PROBLEM - Below is a block of records; please copy all of them exactly.

Excerpts from a dataset -
# # #

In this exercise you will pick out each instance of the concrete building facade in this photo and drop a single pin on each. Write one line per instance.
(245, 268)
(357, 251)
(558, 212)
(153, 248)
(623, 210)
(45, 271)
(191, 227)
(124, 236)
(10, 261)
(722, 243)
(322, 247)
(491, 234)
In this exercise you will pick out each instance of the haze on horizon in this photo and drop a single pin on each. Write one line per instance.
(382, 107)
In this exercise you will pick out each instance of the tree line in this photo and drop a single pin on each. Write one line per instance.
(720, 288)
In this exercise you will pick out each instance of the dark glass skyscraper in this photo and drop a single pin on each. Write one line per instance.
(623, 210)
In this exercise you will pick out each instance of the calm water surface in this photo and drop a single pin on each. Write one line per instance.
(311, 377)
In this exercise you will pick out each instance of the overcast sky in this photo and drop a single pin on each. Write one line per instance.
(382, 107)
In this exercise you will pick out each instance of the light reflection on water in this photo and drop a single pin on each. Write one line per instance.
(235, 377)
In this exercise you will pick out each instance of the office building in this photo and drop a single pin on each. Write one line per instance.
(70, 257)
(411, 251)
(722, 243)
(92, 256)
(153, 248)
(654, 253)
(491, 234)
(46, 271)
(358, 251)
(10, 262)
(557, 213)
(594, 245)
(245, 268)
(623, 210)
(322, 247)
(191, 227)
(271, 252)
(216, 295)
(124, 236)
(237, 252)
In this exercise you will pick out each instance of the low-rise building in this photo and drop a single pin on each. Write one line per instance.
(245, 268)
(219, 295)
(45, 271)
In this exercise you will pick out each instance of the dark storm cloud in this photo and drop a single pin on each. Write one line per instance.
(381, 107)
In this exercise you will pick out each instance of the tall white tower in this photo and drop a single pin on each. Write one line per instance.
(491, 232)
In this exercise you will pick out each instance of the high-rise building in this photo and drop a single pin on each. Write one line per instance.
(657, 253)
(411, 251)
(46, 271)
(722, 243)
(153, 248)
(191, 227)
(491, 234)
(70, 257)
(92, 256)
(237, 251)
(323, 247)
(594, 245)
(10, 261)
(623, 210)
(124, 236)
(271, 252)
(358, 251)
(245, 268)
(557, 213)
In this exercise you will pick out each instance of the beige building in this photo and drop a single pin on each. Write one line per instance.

# # #

SOLUTION -
In this exercise you will pick out each instance of the concrete building facade in this photo and drop a single pin on each. Write one line per instance.
(245, 268)
(357, 251)
(558, 212)
(153, 248)
(623, 210)
(45, 271)
(191, 227)
(124, 236)
(10, 261)
(722, 243)
(322, 247)
(491, 234)
In this exercise you will pick out each instance of the haze on horizon in this photo and drop a single pin on each. Write one line per instance.
(382, 107)
In this exercise you will pick out each instance of the tree line in this photo and drop a single pin on each. Write one line per instance.
(720, 288)
In this exercise you will pick out each instance of the dark glass skyscraper in this photo and drop a single pin on each. Write one line per instance.
(623, 210)
In this exercise you will pick out each instance of the calm water surface in this photo and drop a single pin on each. Write one line per instance.
(311, 377)
In this exercise you will pick out each instance of the overcast sky in this photo and drop a single pin on each. Write one line per instance.
(382, 107)
In this exercise you will pick out each instance of the light reflection on water in this photo and drop a single pin on each. Write one line per instance.
(235, 377)
In this exercise you will pick out each instance of the office building in this photo and drop a single pin on each. Write one line per instance.
(70, 257)
(411, 251)
(722, 243)
(92, 256)
(153, 248)
(654, 253)
(491, 234)
(46, 271)
(358, 251)
(10, 262)
(557, 213)
(594, 245)
(245, 268)
(623, 210)
(322, 247)
(191, 227)
(271, 252)
(216, 295)
(124, 236)
(237, 252)
In this exercise you will pick out each instance of the low-rise building in this photo and drop a single pin on each. Write one line per instance.
(245, 268)
(219, 295)
(45, 271)
In this exercise you will pick out each instance of the dark storm cloud in this photo and drop a single pin on each. Write one line per instance.
(381, 107)
In this exercise you will pick out each instance of the tall white tower in this photo and drop a single pin on each. Write one line per instance.
(491, 232)
In this exercise you will pick out each instance of the high-rise building in this photo and drop a single pin on each. Write one line per instance.
(657, 253)
(411, 251)
(46, 271)
(722, 243)
(153, 248)
(191, 227)
(491, 234)
(70, 257)
(92, 256)
(237, 251)
(323, 247)
(594, 245)
(10, 261)
(623, 210)
(124, 236)
(271, 252)
(358, 251)
(245, 268)
(557, 213)
In this exercise you will pick out each instance of the beige building in this photo and drop a single pin on each. Write one line per instance.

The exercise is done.